WHAT IS ASKED:
1. Write out the stretch of the audit report from "1. We have audited" through "on our audit." word for word.
2. Write what comes next in the audit report, picking up after its final sentence.
-------- TEXT SECTION
1. We have audited the attached Balance Sheet of GTL INFRASTRUCTURE LIMITED, as at March 31, 2012 and also the Statement of Profit and Loss and Cash Flow Statement of the Company for the year ended on that date annexed thereto. These financial statements are the responsibility of the Company's management. Our responsibility is to express an opinion on these financial statements based on our audit.

2. We conducted our audit in accordance with Auditing Standards generally accepted in India. Those standards require that we plan and perform the audit to obtain reasonable assurance about whether the financial statements are free of material misstatements. An audit includes examining, on a test basis, evidence supporting the amounts and disclosures in financial statements. An audit also includes assessing the accounting principles used and significant estimates made by the management, as well as evaluating the overall financial statement presentation. We believe that our audit provides a reasonable basis for our opinion.

3. As required by the Companies (Auditor's Report) Order, 2003 issued by the Central Government of India in terms of Sub-section (4A) of Section 227 of the Companies Act, 1956, we enclose in the Annexure, a statement on the matters specified in paragraphs 4 and 5 of the said Order.

4. Without qualifying our opinion we draw your attention to the

i. Note No. 27 regarding Scheme of Arrangement under Section 391 to 394 of the Companies Act, 1956 pending for the necessary approvals and preparation of accounts without giving any effects of this scheme and to give the effects as and when the scheme will be effective.

ii. Note No. 4.3 regarding the accounting treatment of redemption premium on Foreign Currency Convertible Bonds (FCCB).
----------------
-------- DATA LISTING
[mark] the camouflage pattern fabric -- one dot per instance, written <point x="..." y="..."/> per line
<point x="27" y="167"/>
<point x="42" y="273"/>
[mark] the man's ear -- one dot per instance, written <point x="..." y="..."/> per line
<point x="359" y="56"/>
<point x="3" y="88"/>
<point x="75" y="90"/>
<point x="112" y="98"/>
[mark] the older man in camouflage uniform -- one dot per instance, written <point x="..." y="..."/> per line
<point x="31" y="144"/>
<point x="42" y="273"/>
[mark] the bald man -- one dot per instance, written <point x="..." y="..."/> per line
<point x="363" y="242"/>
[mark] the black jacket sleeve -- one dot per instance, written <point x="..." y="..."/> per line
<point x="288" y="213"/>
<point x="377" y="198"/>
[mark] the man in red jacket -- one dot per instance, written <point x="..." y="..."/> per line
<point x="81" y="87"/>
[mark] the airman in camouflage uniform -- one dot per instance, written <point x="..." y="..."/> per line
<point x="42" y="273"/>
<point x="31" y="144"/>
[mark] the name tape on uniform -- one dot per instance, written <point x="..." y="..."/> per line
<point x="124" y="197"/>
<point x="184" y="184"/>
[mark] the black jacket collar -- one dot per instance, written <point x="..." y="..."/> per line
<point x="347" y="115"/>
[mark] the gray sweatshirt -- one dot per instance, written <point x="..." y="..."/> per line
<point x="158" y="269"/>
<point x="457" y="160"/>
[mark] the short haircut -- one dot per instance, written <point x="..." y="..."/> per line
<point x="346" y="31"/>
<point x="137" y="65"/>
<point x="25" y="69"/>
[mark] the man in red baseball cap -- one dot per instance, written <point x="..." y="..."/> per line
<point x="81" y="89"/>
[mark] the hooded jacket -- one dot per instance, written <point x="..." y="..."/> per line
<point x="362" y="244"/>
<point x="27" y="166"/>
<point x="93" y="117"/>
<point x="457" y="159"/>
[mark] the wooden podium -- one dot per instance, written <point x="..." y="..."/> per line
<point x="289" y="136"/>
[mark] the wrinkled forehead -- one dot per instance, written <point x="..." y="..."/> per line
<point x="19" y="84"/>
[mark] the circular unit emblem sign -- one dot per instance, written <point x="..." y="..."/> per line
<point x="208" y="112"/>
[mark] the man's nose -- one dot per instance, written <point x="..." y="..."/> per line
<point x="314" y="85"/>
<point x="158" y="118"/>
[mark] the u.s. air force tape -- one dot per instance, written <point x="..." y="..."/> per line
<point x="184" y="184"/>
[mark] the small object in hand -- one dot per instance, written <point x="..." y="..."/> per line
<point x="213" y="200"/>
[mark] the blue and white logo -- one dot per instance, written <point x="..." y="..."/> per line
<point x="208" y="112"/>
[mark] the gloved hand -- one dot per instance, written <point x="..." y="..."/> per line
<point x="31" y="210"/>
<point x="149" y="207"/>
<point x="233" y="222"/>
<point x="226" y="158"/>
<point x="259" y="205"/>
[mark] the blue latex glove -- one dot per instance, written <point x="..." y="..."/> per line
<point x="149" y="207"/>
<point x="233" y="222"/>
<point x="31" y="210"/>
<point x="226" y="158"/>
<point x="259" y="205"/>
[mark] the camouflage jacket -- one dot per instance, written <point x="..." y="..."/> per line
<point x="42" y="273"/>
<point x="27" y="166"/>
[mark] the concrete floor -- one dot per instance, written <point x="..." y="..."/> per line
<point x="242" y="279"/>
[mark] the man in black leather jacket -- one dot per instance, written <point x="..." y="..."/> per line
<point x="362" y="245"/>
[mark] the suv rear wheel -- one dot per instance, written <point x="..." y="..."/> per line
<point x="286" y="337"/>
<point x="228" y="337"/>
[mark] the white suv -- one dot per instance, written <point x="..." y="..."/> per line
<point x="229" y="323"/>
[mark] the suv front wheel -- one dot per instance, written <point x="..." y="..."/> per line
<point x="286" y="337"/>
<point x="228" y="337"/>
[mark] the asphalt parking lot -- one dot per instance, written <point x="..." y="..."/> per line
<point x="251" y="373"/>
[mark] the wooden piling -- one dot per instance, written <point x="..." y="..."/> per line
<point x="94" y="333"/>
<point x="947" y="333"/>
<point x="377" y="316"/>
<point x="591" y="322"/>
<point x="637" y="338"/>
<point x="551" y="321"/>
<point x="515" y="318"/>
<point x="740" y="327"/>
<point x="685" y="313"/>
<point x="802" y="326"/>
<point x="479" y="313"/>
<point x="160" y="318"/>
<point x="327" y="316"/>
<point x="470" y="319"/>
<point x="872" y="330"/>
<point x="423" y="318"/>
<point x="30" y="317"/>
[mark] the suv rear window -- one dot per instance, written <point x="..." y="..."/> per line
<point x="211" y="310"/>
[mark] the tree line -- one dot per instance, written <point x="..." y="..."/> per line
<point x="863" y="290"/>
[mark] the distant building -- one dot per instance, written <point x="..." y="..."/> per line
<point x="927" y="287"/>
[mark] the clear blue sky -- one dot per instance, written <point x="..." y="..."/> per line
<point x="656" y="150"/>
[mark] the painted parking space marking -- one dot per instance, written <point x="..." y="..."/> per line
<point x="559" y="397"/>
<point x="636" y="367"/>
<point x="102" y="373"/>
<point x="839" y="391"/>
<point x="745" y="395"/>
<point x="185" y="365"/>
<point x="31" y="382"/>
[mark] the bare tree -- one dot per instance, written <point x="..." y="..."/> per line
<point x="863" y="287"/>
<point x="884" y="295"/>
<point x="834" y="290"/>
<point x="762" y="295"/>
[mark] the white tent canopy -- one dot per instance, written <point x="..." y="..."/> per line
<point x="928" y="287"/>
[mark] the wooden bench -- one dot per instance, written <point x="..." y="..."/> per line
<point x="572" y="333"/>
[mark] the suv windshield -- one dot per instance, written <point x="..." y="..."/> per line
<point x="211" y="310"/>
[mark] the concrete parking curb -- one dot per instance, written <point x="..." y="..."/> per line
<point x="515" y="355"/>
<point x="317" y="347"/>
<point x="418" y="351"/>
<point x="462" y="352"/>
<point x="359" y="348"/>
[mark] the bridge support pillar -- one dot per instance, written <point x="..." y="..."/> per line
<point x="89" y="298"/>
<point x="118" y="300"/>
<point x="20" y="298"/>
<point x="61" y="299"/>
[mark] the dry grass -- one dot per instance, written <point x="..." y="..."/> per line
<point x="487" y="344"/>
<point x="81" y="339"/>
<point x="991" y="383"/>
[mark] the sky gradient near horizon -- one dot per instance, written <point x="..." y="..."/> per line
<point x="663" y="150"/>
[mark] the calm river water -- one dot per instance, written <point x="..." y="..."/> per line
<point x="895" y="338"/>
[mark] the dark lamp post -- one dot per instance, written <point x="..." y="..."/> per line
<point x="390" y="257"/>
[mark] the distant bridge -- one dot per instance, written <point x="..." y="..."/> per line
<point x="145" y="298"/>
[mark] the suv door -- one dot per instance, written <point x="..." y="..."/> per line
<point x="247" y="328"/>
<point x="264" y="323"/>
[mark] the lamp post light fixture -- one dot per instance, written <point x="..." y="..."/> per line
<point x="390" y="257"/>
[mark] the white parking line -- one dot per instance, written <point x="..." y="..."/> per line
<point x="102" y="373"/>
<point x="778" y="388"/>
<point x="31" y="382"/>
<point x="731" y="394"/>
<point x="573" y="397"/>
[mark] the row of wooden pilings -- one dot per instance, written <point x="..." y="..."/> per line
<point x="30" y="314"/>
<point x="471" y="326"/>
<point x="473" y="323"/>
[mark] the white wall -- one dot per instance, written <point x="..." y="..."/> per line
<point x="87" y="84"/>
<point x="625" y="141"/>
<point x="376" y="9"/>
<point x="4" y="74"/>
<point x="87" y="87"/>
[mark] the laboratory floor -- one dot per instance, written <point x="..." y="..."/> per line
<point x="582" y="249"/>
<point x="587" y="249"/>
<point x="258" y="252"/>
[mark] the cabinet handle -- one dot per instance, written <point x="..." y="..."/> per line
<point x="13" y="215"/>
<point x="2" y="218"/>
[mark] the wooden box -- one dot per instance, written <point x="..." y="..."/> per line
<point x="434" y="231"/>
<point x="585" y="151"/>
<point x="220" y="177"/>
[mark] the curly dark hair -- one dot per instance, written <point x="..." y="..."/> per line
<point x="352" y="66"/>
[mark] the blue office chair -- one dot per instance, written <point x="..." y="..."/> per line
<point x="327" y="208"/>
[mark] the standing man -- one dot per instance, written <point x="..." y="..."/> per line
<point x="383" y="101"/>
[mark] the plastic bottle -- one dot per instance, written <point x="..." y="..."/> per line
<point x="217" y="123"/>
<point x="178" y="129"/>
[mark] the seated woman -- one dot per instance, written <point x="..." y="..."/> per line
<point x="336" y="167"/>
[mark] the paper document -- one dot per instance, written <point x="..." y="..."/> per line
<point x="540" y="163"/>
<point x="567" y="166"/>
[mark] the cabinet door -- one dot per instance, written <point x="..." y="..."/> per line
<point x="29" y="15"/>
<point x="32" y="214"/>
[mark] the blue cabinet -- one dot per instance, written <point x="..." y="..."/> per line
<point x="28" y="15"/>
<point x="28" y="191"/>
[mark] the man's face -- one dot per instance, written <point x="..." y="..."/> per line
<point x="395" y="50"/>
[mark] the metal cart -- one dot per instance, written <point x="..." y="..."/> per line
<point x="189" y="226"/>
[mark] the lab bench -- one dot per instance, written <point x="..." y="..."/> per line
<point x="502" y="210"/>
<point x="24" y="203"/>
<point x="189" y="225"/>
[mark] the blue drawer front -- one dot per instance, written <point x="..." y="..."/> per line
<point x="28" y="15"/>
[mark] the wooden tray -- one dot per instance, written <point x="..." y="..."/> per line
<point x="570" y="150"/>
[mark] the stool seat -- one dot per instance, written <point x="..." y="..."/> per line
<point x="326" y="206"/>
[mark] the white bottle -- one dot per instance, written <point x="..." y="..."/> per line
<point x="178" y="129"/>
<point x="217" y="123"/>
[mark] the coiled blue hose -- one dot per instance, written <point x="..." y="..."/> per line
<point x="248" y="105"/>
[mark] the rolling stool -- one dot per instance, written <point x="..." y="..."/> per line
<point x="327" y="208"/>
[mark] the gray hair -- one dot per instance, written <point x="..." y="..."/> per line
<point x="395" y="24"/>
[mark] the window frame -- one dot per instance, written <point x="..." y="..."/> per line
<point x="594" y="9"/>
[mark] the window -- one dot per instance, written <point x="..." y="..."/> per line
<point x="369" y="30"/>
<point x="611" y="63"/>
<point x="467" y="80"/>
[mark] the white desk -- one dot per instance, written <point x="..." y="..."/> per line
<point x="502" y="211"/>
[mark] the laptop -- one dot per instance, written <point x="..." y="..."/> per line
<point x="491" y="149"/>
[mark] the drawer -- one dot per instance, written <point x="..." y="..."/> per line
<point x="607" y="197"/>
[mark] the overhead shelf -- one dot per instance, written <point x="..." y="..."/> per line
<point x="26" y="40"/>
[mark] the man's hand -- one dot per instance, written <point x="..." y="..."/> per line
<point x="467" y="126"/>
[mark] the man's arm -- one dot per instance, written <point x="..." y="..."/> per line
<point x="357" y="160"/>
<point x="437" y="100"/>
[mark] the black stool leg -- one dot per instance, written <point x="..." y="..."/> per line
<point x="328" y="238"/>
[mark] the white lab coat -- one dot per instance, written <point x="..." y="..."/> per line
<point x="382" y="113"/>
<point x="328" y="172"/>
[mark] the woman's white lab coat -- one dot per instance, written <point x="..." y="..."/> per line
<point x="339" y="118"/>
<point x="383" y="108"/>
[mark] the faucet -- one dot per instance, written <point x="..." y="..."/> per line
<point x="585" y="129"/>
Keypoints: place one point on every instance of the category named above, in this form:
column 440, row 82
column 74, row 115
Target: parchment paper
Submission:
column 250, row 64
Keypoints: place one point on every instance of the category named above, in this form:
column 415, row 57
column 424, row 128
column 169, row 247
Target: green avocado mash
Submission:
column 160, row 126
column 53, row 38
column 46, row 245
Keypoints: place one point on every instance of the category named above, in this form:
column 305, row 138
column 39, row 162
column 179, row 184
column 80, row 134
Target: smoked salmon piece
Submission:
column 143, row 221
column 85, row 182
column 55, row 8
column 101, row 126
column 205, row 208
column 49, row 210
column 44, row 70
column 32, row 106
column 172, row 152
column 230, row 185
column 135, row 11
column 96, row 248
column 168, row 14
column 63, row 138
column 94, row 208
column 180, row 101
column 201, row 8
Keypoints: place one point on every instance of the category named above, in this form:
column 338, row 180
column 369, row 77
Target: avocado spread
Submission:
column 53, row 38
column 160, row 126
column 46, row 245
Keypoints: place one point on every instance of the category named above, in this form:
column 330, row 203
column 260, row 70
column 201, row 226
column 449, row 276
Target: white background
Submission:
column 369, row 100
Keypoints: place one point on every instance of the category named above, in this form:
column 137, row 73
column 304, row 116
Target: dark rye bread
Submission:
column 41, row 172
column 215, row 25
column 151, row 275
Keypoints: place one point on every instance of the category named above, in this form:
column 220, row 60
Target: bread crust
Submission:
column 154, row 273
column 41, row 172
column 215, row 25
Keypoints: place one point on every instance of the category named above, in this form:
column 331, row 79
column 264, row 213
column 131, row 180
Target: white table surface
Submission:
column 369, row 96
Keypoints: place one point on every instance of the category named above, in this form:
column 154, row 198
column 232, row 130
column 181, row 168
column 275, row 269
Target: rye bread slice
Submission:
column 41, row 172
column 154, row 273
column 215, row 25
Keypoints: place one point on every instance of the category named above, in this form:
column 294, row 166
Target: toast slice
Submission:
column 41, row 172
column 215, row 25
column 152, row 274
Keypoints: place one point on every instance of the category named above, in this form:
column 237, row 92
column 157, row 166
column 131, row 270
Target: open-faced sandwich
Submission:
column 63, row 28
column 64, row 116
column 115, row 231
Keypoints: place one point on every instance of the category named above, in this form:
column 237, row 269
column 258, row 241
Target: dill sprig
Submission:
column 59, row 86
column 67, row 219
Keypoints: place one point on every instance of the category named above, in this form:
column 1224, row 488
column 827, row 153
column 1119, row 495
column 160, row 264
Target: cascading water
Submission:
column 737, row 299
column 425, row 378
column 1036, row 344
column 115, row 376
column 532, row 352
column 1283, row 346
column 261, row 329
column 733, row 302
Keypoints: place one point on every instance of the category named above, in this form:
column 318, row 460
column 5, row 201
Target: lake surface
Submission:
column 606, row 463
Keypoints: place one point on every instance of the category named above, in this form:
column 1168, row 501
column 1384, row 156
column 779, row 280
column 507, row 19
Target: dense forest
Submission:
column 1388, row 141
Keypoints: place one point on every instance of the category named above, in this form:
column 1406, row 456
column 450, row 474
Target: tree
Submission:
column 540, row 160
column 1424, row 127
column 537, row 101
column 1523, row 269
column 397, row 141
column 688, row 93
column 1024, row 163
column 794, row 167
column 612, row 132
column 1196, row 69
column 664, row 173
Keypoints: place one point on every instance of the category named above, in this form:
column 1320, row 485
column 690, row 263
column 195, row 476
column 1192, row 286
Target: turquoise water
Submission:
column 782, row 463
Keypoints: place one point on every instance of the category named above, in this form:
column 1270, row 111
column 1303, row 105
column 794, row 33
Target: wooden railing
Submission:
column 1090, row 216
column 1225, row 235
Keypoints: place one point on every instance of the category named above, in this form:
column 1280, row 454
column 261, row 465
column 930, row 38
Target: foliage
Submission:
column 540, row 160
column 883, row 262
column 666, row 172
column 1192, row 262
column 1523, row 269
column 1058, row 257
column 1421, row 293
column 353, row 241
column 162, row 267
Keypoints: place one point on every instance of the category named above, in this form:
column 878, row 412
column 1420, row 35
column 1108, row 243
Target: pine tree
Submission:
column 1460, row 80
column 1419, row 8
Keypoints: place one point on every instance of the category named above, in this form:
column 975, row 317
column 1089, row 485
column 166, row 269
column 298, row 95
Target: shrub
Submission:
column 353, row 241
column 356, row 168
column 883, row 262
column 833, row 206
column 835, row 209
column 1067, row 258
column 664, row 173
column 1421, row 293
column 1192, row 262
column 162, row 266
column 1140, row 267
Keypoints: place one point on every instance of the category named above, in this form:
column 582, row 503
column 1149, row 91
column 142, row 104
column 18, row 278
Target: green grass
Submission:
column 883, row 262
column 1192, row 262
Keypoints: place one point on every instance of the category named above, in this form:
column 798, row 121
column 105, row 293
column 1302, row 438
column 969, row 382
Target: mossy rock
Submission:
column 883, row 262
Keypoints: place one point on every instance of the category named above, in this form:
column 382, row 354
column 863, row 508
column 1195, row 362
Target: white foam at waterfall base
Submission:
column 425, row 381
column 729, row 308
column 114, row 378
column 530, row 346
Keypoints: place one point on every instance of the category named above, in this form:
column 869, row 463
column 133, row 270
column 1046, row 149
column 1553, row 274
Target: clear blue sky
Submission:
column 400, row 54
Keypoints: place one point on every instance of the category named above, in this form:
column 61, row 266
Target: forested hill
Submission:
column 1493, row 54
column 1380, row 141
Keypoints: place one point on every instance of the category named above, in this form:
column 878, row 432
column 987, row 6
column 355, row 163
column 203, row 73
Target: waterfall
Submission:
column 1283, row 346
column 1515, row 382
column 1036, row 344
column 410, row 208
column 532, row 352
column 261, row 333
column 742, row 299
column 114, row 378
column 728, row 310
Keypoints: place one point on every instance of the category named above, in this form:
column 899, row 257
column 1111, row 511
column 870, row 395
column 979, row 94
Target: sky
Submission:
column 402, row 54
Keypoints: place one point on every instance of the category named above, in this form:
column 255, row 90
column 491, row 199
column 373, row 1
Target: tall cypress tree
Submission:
----------------
EXERCISE ANSWERS:
1.
1. We have audited the attached Balance Sheet of GTL INFRASTRUCTURE LIMITED, as at March 31, 2012 and also the Statement of Profit and Loss and Cash Flow Statement of the Company for the year ended on that date annexed thereto. These financial statements are the responsibility of the Company's management. Our responsibility is to express an opinion on these financial statements based on our audit.

2.
5. Further to our comments in Annexure referred to in para 3 above, we report that:

a) We have obtained all the information and explanations, which to the best of our knowledge and belief were necessary for the purposes of our audit;

b) In our opinion, proper books of account, as required by law, have been kept by the Company, so far as appears from our examination of such books;

c) The Balance Sheet, Statement of Profit and Loss and Cash Flow Statement dealt with by this report are in agreement with the books of account;

d) In our opinion the Balance Sheet, Statement of Profit and Loss and Cash Flow Statement dealt with by this report comply with the mandatory Accounting Standards referred to in Sub-section (3C) of Section 211 of the Companies Act, 1956;

e) On the basis of the written representations received from the directors as on March 31, 2012 and taken on records by the Board of Directors, we report that none of the directors is disqualified as on March 31, 2012, from being appointed as a director in terms of clause (g) of sub-section (1) of Section 274 of the Companies Act 1956.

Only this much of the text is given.